= Sports analyst =

Sportscaster, color commentator and/or journalist reporting on sports

A sports analyst is a person looking through technical, tactical, physiological, and psychological performance metrics working with the sports coach and sports science team to improve athlete performance. They will often use video motion analysis to help with data collection. Sports commentators or journalists also analyze elements of sports performance, for media companies to use for tactical analysis.

A sports analyst may perform different jobs within the field and may even hold more than one position at once. A sports journalist reports to the public in the form of writing and includes information about sporting topics, events, and competitions. A sports commentator and sportscaster give play-by-play details of a specific sporting event and game. They also relay information necessary to understand the context of that specific sport. Notable sports commentators include Joe Buck, Brent Musburger, and Max Kellerman.

Sports analysts are typically former athletes and coaches from their respective sports. Sometimes, a sports analyst will cover a sport, even though they have not played that sport previously. An example is Brad Daugherty, who played professional basketball but covers NASCAR racing.

== History ==
=== Early 1800s to 1900s: Origins ===
Up until the early 1800s, sports journalism was reserved for the social elite. The high price of newspapers made it so only those of high economic status could afford it. Due to the invention of the penny press and the adoption of mass production throughout the United States, newspapers became more affordable. With newspapers more widely accessible, the demand for sports journalism quickly began to rise.

Henry Chadwick is one of the earliest recorded sports analysts. Chadwick is acknowledged for his many contributions to baseball statistics. He created box scores in addition to the statistics of batting average and earned run average (ERA).

Before his invention, sports columnists resorted to tallying runs scored. Chadwick’s baseball box score was based on the cricket scorecard. It debuted in an issue of the Clipper in 1859. The scorecard was a 9x9 grid. Chadwick had numbers representing defensive positions and this method of scorekeeping is present to this day.

• Tasks to perform:
A. According to the sports analyst text, what was Chadwick's baseball box score based on?
B. Reproduce the stretch of the sports analyst text that starts with the words "Sports analysts are" and finishes with "covers NASCAR racing.".
Rely on the sports analyst text alone.

• Records from a point annotation dataset:
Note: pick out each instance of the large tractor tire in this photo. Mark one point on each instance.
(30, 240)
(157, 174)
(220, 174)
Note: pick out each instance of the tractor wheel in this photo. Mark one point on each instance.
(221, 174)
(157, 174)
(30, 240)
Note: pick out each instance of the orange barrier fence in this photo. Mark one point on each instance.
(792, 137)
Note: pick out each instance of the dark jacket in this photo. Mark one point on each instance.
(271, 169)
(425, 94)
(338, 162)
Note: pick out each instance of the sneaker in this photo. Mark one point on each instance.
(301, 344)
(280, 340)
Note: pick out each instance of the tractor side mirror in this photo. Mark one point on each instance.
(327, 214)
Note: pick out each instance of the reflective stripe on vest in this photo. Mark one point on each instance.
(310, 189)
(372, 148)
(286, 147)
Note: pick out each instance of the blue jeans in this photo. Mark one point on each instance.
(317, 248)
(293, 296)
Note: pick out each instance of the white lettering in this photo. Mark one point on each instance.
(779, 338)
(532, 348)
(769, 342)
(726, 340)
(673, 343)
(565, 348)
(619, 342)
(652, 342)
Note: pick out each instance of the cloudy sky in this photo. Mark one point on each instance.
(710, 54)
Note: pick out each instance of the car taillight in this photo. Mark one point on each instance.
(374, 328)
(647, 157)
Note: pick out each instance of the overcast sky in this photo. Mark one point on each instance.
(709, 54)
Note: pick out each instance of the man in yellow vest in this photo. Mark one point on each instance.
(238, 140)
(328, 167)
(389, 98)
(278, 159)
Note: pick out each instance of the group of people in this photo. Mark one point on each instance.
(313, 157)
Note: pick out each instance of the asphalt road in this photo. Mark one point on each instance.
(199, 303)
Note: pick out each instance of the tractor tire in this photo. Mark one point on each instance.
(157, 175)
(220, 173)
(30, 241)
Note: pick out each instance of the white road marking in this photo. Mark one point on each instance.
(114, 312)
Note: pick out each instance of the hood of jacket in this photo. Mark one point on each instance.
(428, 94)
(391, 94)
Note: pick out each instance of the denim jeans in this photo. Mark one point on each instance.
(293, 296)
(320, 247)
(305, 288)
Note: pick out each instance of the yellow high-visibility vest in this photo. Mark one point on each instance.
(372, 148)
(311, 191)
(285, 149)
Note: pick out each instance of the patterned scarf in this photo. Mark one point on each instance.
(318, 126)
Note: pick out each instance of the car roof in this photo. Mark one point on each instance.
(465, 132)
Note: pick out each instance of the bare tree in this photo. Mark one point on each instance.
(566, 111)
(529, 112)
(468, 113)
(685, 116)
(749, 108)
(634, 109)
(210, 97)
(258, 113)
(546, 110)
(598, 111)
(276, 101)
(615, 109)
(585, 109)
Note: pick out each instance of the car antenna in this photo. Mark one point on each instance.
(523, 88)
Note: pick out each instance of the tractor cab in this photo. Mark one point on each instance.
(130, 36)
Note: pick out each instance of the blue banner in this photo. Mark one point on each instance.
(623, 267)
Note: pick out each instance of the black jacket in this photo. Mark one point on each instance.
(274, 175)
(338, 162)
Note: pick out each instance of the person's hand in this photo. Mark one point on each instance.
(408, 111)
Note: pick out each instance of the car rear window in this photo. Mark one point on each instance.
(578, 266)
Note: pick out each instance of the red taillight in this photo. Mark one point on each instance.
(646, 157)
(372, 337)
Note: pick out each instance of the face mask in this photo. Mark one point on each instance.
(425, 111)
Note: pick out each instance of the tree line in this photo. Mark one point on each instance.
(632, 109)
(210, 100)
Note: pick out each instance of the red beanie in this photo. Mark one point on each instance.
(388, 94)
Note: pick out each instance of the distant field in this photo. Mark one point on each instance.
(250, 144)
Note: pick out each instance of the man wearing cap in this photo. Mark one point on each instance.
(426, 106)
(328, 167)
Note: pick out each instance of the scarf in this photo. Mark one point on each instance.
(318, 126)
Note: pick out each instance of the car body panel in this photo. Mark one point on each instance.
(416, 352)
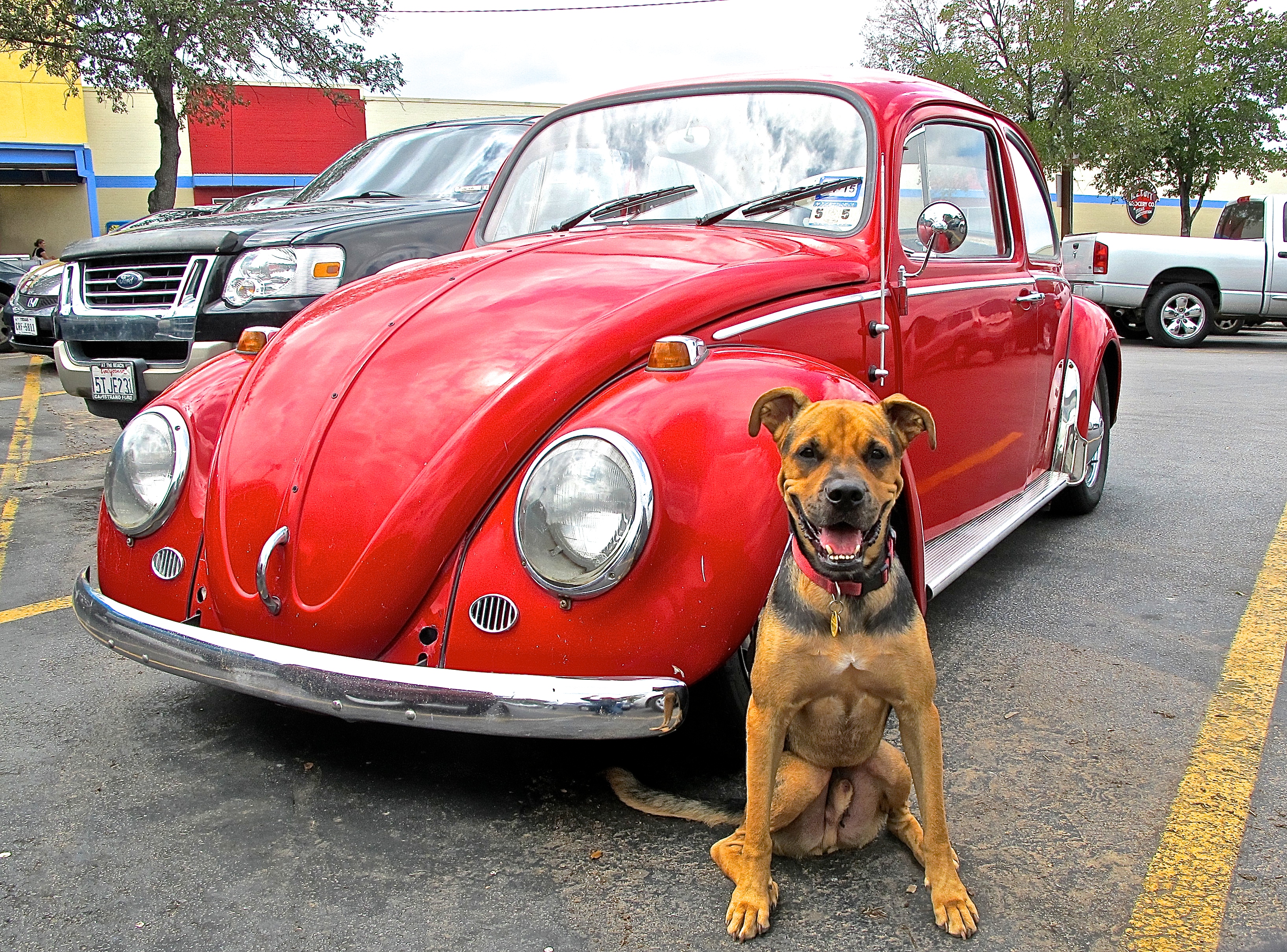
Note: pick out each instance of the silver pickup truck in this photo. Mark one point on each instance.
(1179, 290)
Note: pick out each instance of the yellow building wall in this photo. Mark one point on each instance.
(38, 107)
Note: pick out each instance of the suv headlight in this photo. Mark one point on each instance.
(285, 272)
(46, 281)
(146, 471)
(583, 514)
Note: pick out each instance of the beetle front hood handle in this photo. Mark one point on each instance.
(280, 538)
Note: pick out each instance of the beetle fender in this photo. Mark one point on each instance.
(203, 398)
(1093, 344)
(717, 533)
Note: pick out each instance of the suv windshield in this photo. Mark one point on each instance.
(733, 147)
(455, 163)
(1243, 220)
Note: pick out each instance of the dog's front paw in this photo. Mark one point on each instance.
(954, 910)
(748, 911)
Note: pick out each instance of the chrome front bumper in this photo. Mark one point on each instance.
(515, 706)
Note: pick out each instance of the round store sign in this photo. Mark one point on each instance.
(1142, 202)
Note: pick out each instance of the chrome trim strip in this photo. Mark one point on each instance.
(515, 706)
(764, 321)
(951, 554)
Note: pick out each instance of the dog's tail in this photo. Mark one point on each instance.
(661, 804)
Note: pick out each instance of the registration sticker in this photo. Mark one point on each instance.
(838, 210)
(114, 380)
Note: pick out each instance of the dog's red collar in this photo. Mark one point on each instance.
(874, 578)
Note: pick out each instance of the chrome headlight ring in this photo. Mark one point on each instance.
(631, 543)
(182, 443)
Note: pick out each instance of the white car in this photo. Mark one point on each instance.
(1179, 290)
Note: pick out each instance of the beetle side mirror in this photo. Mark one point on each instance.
(941, 228)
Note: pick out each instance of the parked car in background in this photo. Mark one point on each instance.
(29, 316)
(511, 491)
(144, 305)
(1179, 290)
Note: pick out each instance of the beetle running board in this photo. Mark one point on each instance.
(951, 554)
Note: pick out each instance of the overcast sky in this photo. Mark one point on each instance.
(568, 56)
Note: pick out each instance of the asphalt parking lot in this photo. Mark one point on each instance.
(1078, 665)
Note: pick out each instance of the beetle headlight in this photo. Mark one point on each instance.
(585, 508)
(146, 471)
(284, 272)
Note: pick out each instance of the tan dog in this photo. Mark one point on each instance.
(840, 644)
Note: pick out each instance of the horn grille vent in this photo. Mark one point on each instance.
(493, 614)
(166, 564)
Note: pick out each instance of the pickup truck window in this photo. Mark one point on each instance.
(1243, 222)
(950, 163)
(1034, 206)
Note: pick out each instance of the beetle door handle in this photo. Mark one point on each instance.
(280, 538)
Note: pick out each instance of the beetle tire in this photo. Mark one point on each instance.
(1078, 501)
(1163, 307)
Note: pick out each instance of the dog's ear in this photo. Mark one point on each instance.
(909, 420)
(775, 410)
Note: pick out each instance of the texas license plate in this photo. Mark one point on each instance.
(114, 381)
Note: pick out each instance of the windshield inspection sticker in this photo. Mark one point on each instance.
(837, 210)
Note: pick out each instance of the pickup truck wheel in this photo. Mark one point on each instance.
(1078, 501)
(1179, 316)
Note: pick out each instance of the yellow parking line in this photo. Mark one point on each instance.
(74, 456)
(20, 453)
(48, 393)
(1182, 905)
(38, 609)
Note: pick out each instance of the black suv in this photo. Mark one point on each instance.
(142, 307)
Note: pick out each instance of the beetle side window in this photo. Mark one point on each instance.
(1243, 222)
(949, 163)
(1034, 195)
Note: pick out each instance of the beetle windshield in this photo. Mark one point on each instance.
(454, 163)
(733, 147)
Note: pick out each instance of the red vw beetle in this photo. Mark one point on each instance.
(510, 491)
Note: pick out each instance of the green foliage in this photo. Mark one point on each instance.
(195, 51)
(1177, 92)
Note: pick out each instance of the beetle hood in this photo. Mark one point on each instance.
(378, 425)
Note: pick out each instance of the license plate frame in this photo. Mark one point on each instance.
(115, 381)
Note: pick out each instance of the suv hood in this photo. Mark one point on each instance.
(229, 232)
(378, 425)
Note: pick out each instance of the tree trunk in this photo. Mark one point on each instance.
(1186, 215)
(1066, 201)
(168, 120)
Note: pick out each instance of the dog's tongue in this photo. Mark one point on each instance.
(842, 540)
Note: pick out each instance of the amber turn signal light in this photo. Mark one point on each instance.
(254, 340)
(676, 354)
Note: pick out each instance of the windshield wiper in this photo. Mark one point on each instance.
(779, 201)
(631, 205)
(374, 193)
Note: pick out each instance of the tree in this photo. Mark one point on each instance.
(1044, 65)
(1206, 102)
(190, 53)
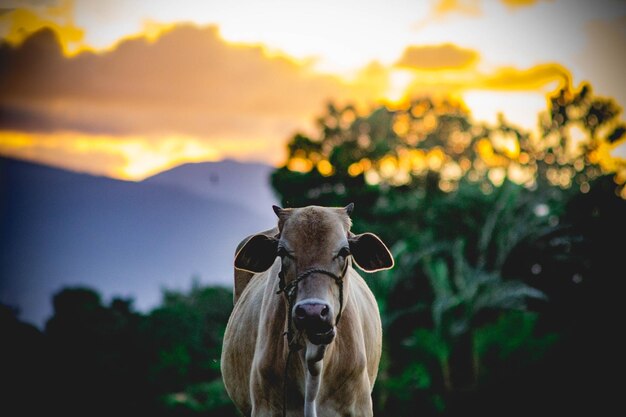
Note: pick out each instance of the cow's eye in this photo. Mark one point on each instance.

• Outputs by task:
A. The cricket scorecard.

B.
Sports analysts are typically former athletes and coaches from their respective sports. Sometimes, a sports analyst will cover a sport, even though they have not played that sport previously. An example is Brad Daugherty, who played professional basketball but covers NASCAR racing.